SUPPLIED RECORDS>
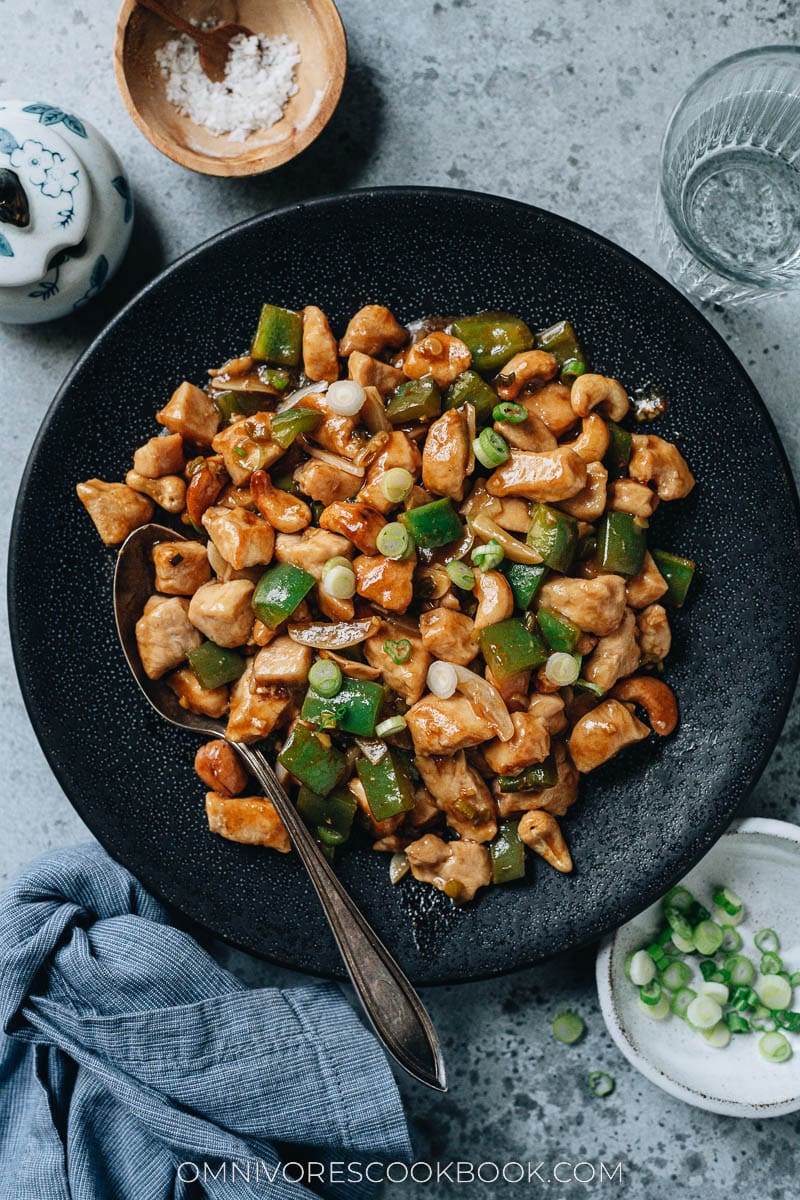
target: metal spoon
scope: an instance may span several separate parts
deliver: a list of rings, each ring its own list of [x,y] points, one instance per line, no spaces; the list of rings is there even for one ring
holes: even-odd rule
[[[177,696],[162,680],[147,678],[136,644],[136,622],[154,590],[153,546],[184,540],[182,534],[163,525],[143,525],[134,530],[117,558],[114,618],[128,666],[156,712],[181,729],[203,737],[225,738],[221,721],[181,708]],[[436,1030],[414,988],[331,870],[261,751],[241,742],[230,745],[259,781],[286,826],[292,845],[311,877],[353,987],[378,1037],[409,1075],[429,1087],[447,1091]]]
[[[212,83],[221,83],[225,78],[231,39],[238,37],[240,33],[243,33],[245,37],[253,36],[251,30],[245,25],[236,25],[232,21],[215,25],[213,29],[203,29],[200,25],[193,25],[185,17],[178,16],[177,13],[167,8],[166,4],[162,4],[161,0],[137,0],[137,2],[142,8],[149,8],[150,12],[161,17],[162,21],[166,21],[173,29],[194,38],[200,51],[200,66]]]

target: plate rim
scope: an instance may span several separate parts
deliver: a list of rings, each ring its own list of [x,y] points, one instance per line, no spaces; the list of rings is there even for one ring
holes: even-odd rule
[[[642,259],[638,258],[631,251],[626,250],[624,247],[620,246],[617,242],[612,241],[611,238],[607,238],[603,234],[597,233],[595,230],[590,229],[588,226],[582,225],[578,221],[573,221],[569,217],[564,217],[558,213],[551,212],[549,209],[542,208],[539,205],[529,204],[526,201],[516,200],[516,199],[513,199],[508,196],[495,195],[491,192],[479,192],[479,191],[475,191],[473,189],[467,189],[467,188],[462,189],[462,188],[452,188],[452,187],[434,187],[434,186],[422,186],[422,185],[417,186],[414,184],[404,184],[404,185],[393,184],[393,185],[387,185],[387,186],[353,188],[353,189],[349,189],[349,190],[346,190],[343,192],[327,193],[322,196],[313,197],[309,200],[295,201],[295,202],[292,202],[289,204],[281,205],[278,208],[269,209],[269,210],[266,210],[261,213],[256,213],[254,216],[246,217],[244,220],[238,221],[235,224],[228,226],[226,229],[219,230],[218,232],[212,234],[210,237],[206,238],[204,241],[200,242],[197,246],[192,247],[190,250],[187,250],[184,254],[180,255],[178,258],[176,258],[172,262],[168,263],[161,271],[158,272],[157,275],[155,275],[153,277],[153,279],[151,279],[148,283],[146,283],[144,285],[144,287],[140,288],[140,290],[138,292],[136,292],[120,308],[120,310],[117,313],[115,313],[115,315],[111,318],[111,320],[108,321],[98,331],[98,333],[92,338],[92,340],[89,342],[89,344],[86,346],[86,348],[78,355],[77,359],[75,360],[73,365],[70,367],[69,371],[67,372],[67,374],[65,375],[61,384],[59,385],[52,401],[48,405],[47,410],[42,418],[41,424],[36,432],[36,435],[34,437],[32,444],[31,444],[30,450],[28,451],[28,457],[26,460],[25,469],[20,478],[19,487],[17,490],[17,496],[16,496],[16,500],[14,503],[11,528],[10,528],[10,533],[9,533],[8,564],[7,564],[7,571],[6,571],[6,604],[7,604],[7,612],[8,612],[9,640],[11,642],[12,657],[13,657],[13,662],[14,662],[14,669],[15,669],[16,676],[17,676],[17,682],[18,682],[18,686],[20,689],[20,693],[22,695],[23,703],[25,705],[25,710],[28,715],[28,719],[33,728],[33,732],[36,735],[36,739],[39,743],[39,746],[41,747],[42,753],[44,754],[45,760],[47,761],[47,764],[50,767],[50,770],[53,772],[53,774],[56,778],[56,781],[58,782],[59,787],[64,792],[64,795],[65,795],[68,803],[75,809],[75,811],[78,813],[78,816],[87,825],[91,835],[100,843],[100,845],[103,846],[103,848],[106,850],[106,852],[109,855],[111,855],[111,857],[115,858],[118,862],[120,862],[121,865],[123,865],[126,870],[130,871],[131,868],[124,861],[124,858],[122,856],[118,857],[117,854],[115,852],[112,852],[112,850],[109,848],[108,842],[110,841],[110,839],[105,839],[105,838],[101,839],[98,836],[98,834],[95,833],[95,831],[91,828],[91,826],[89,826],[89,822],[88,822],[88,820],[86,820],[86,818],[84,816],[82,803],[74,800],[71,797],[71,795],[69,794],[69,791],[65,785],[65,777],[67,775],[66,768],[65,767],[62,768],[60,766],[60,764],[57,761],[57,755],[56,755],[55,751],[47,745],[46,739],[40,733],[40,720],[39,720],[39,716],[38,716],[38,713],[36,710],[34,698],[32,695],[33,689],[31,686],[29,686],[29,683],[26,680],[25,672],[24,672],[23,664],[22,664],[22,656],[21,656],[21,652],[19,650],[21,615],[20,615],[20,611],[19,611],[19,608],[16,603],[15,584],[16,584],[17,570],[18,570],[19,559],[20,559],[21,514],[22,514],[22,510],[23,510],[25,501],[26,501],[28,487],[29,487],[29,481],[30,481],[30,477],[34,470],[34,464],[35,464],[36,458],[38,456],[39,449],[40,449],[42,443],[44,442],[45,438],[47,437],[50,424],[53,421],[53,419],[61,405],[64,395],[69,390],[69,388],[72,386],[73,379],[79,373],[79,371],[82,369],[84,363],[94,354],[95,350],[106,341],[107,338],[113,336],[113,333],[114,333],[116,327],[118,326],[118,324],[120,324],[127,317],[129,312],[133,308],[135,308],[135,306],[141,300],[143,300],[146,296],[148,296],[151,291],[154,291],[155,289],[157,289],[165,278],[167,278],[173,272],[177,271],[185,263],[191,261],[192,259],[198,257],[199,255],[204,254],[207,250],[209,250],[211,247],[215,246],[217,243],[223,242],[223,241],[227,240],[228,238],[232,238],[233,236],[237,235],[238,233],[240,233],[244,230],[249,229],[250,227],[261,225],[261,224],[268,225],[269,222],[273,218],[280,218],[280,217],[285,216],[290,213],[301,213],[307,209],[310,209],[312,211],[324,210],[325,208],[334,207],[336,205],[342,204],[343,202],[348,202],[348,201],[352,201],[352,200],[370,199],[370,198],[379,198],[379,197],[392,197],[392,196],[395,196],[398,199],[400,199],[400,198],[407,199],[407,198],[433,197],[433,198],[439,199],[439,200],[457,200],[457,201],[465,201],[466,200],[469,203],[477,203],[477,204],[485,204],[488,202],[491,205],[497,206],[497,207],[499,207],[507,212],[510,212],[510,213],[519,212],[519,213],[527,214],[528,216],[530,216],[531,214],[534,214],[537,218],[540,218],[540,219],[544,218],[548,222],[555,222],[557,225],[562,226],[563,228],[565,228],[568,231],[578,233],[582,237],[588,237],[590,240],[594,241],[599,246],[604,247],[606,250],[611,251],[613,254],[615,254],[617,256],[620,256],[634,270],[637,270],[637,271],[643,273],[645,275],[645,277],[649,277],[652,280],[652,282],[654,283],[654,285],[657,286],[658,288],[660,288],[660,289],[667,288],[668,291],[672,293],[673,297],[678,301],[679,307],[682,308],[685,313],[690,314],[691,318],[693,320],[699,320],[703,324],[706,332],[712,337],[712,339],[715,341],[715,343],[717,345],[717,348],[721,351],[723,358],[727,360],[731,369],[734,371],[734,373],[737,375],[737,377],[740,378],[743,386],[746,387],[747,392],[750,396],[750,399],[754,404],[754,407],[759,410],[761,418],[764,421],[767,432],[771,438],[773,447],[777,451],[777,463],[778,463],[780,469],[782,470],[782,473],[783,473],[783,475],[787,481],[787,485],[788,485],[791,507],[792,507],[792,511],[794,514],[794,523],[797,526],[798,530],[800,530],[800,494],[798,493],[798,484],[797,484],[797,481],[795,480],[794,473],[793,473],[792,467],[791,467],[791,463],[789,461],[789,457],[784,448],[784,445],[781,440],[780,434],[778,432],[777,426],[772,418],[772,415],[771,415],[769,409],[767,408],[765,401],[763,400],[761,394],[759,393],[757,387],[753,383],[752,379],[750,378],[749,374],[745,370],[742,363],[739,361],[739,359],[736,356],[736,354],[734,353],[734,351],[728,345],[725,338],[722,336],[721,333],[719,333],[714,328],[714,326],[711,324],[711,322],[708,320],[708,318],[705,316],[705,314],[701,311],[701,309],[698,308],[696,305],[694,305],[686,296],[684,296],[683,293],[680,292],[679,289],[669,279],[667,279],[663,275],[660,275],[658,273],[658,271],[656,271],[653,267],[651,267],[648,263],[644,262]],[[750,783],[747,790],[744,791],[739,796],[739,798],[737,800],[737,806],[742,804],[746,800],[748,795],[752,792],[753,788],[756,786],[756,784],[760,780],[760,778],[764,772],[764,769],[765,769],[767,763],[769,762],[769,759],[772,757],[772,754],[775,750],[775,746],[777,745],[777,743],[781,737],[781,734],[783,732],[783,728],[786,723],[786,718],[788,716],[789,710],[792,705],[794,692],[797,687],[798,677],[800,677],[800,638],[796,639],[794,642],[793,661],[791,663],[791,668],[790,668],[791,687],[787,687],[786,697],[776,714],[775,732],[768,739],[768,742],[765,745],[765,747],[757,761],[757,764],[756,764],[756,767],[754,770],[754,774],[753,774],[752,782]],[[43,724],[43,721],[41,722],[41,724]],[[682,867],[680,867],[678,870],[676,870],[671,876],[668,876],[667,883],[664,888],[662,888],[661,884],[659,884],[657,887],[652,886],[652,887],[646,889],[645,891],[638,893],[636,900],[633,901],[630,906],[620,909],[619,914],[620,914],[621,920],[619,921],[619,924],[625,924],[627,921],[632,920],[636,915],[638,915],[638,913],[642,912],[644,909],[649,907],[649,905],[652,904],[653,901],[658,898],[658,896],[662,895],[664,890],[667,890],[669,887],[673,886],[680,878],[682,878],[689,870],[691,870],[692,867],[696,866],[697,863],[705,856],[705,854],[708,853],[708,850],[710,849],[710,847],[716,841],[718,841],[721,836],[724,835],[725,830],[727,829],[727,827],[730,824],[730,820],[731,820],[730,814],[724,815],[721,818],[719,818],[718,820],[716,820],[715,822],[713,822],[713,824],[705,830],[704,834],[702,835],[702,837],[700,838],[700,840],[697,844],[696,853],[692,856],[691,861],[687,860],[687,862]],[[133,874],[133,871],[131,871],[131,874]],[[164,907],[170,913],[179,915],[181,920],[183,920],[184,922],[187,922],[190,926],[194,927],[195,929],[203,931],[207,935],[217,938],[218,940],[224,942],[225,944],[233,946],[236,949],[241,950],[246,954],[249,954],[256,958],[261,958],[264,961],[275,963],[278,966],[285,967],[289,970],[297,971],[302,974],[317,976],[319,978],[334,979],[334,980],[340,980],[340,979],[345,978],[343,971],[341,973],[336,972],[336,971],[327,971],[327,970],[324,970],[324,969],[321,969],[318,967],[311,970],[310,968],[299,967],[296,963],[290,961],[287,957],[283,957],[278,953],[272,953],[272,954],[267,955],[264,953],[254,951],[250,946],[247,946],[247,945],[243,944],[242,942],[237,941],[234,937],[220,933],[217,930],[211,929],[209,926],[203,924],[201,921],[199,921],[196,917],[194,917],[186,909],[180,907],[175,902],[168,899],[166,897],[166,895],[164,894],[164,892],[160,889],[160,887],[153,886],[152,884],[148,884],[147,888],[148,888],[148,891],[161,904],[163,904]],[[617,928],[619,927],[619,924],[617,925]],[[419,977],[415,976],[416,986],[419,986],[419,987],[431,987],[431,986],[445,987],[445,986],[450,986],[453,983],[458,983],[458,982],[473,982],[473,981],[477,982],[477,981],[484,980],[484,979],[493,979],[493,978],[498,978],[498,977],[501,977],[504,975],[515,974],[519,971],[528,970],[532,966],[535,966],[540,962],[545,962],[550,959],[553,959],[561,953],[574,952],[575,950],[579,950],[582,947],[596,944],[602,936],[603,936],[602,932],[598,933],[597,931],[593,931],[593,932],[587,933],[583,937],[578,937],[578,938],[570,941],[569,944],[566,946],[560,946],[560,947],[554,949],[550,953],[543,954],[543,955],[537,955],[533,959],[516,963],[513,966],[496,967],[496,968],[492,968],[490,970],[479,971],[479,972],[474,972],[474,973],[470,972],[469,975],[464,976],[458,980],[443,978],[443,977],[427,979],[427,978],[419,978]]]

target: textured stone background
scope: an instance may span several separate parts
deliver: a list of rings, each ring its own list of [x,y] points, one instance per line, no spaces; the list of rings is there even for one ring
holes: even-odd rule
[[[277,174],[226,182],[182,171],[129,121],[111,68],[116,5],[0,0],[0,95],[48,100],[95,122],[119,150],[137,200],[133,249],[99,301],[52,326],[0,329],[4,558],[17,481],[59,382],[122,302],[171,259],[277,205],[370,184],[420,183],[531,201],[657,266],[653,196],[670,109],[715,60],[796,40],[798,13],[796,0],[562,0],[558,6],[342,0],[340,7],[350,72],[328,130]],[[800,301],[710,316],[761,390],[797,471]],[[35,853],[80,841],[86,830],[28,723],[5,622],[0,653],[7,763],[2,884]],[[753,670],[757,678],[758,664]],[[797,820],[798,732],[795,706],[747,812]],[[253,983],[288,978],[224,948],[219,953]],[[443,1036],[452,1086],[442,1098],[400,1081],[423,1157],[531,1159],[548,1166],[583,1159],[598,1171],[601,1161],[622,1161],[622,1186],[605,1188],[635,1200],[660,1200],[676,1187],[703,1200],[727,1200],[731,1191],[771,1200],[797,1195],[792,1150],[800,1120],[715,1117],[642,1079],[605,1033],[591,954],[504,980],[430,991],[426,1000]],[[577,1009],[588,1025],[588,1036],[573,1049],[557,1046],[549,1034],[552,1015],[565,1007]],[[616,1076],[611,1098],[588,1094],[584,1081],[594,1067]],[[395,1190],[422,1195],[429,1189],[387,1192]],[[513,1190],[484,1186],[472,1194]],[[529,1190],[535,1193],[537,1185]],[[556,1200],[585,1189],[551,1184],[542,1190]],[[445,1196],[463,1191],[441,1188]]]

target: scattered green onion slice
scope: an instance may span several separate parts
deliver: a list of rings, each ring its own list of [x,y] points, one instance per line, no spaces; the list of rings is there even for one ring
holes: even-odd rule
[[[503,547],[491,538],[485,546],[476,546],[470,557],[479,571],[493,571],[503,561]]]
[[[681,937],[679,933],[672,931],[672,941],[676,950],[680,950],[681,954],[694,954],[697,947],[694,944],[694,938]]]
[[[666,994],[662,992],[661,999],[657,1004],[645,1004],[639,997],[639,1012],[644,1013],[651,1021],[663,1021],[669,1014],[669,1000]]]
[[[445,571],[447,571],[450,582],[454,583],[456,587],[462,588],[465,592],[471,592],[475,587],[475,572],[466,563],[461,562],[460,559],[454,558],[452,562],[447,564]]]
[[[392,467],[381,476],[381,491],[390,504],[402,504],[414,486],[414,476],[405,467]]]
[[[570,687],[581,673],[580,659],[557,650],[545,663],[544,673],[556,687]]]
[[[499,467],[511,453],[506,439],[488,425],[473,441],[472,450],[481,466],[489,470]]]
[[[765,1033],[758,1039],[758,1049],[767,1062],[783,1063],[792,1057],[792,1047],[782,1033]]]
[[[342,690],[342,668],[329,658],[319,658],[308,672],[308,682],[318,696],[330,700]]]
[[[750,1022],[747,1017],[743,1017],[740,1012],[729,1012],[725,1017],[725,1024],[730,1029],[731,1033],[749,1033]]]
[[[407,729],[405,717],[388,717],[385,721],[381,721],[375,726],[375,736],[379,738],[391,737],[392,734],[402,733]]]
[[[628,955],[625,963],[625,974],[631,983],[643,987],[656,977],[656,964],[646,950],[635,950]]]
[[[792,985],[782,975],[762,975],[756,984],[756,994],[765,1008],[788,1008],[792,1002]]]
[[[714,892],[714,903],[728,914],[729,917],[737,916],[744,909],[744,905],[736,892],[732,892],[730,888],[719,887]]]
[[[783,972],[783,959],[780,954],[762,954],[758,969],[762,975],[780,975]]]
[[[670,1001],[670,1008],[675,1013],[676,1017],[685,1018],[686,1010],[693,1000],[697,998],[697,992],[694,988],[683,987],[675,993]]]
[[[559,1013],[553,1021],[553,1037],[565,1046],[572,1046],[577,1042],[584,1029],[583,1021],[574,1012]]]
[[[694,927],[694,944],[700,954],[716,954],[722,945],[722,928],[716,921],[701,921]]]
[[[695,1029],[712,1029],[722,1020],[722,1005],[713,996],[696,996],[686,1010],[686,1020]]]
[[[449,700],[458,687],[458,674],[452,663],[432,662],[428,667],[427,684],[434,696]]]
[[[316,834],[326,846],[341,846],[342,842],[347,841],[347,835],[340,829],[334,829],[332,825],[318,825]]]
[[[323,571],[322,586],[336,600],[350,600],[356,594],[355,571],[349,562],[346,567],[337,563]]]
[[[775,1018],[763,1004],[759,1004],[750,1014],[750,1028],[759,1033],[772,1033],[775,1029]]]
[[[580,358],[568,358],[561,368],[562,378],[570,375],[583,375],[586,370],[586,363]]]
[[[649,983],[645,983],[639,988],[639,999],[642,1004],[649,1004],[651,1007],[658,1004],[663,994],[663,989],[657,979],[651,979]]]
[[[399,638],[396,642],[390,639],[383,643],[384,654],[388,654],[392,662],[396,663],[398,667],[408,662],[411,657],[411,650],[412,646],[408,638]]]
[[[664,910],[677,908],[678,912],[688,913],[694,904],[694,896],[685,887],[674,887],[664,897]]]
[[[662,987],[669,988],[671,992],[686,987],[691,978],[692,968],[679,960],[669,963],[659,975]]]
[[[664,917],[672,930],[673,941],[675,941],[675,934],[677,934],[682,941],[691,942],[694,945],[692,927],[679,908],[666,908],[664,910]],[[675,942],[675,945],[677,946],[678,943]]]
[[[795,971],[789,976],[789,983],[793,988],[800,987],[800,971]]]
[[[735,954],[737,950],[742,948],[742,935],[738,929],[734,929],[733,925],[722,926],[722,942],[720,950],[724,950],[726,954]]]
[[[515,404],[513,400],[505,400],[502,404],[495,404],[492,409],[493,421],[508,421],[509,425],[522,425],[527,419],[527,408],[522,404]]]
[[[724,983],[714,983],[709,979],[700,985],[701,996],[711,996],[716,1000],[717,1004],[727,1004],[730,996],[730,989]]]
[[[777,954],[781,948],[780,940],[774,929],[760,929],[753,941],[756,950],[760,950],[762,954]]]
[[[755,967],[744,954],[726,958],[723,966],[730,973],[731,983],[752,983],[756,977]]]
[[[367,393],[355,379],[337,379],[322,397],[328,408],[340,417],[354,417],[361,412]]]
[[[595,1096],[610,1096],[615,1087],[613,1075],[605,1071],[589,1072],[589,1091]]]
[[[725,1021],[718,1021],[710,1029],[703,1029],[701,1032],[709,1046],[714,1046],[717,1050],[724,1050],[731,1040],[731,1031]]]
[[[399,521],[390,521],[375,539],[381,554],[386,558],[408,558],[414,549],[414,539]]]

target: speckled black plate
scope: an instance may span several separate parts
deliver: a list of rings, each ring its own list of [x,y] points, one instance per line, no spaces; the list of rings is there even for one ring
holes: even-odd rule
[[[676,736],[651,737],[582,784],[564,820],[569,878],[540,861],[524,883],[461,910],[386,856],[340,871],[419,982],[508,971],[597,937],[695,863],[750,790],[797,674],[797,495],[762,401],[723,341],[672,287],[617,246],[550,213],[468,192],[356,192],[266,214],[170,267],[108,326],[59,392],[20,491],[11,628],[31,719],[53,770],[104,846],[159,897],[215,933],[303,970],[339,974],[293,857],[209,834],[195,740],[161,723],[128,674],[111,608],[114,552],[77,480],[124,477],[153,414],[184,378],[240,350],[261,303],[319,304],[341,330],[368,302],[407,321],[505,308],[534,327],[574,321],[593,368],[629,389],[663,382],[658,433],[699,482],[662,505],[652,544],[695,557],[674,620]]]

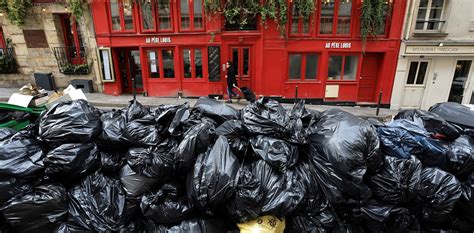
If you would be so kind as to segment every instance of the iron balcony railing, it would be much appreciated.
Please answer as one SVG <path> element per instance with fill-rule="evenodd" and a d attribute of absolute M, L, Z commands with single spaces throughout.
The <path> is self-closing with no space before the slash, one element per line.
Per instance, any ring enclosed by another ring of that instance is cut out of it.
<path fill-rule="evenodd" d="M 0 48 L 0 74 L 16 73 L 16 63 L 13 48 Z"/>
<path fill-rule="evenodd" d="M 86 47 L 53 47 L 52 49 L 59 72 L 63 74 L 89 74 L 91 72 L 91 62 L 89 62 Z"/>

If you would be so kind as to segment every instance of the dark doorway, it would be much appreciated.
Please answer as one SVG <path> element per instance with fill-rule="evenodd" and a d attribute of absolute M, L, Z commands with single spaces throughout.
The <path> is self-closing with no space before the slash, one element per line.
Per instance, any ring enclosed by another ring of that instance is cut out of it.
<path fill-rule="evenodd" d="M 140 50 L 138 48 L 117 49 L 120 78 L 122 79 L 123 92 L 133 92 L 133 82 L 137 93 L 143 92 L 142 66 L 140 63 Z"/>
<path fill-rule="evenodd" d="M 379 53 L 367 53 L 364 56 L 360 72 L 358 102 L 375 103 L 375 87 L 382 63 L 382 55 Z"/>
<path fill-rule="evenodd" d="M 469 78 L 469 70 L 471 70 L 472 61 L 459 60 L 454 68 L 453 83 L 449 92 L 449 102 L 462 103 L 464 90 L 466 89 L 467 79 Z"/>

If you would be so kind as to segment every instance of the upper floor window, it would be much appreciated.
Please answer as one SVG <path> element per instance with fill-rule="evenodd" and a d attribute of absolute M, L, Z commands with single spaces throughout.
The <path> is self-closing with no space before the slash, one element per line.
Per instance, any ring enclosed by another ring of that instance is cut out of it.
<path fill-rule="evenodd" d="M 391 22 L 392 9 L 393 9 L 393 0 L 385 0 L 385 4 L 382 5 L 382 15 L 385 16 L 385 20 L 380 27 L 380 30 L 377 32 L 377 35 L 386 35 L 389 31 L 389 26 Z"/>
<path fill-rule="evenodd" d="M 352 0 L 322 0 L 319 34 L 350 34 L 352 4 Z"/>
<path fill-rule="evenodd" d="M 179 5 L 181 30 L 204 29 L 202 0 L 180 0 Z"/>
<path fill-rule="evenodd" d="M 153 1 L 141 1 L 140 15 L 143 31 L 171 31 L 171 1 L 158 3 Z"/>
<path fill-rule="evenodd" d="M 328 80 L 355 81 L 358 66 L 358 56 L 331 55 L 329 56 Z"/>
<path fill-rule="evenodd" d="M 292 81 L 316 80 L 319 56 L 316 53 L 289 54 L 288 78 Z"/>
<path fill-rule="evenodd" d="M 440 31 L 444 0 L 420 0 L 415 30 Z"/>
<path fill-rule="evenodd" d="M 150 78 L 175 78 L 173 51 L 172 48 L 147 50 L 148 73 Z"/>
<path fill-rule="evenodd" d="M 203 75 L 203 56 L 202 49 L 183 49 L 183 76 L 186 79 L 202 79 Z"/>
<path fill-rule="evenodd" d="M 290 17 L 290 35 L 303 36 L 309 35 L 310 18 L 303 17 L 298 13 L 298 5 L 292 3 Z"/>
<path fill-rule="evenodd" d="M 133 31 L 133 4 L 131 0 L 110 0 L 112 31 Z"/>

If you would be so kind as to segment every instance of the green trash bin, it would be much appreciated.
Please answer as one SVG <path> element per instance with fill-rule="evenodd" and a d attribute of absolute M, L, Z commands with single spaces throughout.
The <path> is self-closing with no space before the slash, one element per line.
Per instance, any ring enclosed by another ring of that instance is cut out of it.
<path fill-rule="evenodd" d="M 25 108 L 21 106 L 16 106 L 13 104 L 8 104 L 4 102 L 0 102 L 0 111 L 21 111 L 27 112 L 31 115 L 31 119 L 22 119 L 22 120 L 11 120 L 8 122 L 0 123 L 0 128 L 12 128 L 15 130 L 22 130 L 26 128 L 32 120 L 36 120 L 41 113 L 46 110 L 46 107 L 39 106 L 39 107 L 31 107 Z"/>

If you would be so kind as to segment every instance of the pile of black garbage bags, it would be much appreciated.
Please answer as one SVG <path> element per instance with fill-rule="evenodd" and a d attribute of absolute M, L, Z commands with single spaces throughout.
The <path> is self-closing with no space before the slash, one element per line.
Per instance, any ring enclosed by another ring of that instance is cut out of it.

PROBLEM DESCRIPTION> Nothing but the lines above from the one containing "window, it would be much appreciated." through the one containing "bags, it would be much appreciated." should appear in the answer, each repeated exactly.

TASK RESPONSE>
If you would be so kind as to segment every instance of the upper floor window, it would be much appreciated.
Please answer as one SVG <path> element per instance with fill-rule="evenodd" and a d attribute of absolute M, L, Z commands with single spaces throughout.
The <path> is self-closing with no space before the slash, one element per line.
Per instance, any ring enclosed by another ring of that instance is cut out of it.
<path fill-rule="evenodd" d="M 391 22 L 392 9 L 393 9 L 393 0 L 385 0 L 385 4 L 382 5 L 382 15 L 385 16 L 385 20 L 380 27 L 380 30 L 377 32 L 377 35 L 386 35 L 389 31 L 389 26 Z"/>
<path fill-rule="evenodd" d="M 352 0 L 322 0 L 319 34 L 350 34 L 352 4 Z"/>
<path fill-rule="evenodd" d="M 179 5 L 181 30 L 204 29 L 202 0 L 180 0 Z"/>
<path fill-rule="evenodd" d="M 153 1 L 141 1 L 140 15 L 143 31 L 171 31 L 171 1 L 158 3 Z"/>
<path fill-rule="evenodd" d="M 328 80 L 355 81 L 358 66 L 358 56 L 331 55 L 329 56 Z"/>
<path fill-rule="evenodd" d="M 292 81 L 316 80 L 319 56 L 316 53 L 289 54 L 288 78 Z"/>
<path fill-rule="evenodd" d="M 440 31 L 444 0 L 420 0 L 415 30 Z"/>
<path fill-rule="evenodd" d="M 150 78 L 175 78 L 173 51 L 172 48 L 147 50 L 148 73 Z"/>
<path fill-rule="evenodd" d="M 203 75 L 203 56 L 202 49 L 183 49 L 183 76 L 186 79 L 202 79 Z"/>
<path fill-rule="evenodd" d="M 290 17 L 290 35 L 303 36 L 309 35 L 310 18 L 303 17 L 298 13 L 298 5 L 292 3 Z"/>
<path fill-rule="evenodd" d="M 133 31 L 133 4 L 131 0 L 110 0 L 112 31 Z"/>

If you would be so kind as to segment every instance of the green trash bin, it would be much appreciated.
Please answer as one SVG <path> element per instance with fill-rule="evenodd" and a d attribute of absolute M, L, Z commands with single spaces throughout.
The <path> is self-closing with no space before the slash, one element per line.
Per instance, any ring enclosed by another ring of that instance is cut out of it.
<path fill-rule="evenodd" d="M 25 108 L 21 106 L 16 106 L 13 104 L 8 104 L 4 102 L 0 102 L 0 111 L 21 111 L 27 112 L 31 115 L 31 119 L 22 119 L 22 120 L 11 120 L 8 122 L 0 123 L 0 128 L 12 128 L 15 130 L 22 130 L 26 128 L 32 120 L 36 120 L 41 113 L 46 110 L 46 107 L 39 106 L 39 107 L 31 107 Z"/>

If you would be so kind as to segment every instance of the pile of black garbage bags, it would be much appreciated.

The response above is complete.